::: EXERCISE INPUTS
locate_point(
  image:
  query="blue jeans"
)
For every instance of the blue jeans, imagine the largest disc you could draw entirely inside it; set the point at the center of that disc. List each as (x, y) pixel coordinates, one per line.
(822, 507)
::::::
→ REQUIREMENT:
Can you return every line of these records unchanged, character for character?

→ FINISHED EXERCISE:
locate_point(
  image:
  query="blue jeans"
)
For every instance of the blue jeans, imagine the largest disc you could draw entirely inside it; set the point at the center of that disc. List each as (x, y) pixel coordinates, one per line.
(822, 507)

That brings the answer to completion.